#### Data to process ####

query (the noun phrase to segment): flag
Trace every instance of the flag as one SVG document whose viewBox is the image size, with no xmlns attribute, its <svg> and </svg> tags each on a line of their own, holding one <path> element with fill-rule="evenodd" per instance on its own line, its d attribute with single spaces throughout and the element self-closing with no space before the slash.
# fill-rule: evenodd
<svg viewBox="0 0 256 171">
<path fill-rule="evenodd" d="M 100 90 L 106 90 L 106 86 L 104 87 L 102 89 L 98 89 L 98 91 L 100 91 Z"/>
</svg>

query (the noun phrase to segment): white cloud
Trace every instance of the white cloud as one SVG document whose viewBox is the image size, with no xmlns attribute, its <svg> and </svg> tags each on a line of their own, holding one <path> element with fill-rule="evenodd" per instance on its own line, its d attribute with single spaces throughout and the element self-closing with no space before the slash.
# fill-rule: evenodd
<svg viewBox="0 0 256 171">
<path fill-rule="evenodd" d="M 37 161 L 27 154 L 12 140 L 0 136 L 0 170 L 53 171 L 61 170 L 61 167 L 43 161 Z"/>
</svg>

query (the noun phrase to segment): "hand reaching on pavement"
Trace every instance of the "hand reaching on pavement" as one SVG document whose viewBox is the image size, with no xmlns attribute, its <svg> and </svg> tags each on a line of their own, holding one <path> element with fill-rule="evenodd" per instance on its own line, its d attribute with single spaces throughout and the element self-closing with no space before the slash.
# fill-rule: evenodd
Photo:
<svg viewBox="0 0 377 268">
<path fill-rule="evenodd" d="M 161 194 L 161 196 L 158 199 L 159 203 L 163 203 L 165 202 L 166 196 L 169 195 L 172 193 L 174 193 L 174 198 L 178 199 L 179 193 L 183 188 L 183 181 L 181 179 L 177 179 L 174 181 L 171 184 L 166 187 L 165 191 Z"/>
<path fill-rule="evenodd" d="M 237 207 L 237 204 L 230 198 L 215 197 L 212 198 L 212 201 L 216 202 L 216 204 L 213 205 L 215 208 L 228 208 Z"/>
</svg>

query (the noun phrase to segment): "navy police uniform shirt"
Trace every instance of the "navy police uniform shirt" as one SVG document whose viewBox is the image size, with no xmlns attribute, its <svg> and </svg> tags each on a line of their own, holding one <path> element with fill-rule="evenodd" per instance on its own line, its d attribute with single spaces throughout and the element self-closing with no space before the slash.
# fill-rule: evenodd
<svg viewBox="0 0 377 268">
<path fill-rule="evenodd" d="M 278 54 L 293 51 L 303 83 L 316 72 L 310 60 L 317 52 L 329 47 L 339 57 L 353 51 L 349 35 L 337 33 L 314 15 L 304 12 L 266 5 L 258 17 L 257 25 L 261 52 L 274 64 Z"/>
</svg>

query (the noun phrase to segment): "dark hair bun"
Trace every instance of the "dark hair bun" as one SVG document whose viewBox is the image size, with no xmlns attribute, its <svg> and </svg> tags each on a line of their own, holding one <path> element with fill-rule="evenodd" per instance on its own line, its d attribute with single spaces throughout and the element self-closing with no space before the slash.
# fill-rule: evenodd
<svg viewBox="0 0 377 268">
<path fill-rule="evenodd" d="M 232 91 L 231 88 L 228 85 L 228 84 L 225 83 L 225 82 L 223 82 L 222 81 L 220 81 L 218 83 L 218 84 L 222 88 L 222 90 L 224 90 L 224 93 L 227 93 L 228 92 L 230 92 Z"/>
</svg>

####

> **Challenge**: Return each line of the records that contains the word "uniform", copied in full and in its original order.

> **Written answer**:
query (the noun phrase to segment): "navy police uniform shirt"
Trace every instance of the "navy police uniform shirt" as one SVG document whose viewBox is the image size, with no xmlns attribute, its <svg> and </svg> tags each on a line of their own, holding one <path> element with fill-rule="evenodd" per instance on its own line, its d attribute with single spaces throughout and the element self-closing with no space before the slash.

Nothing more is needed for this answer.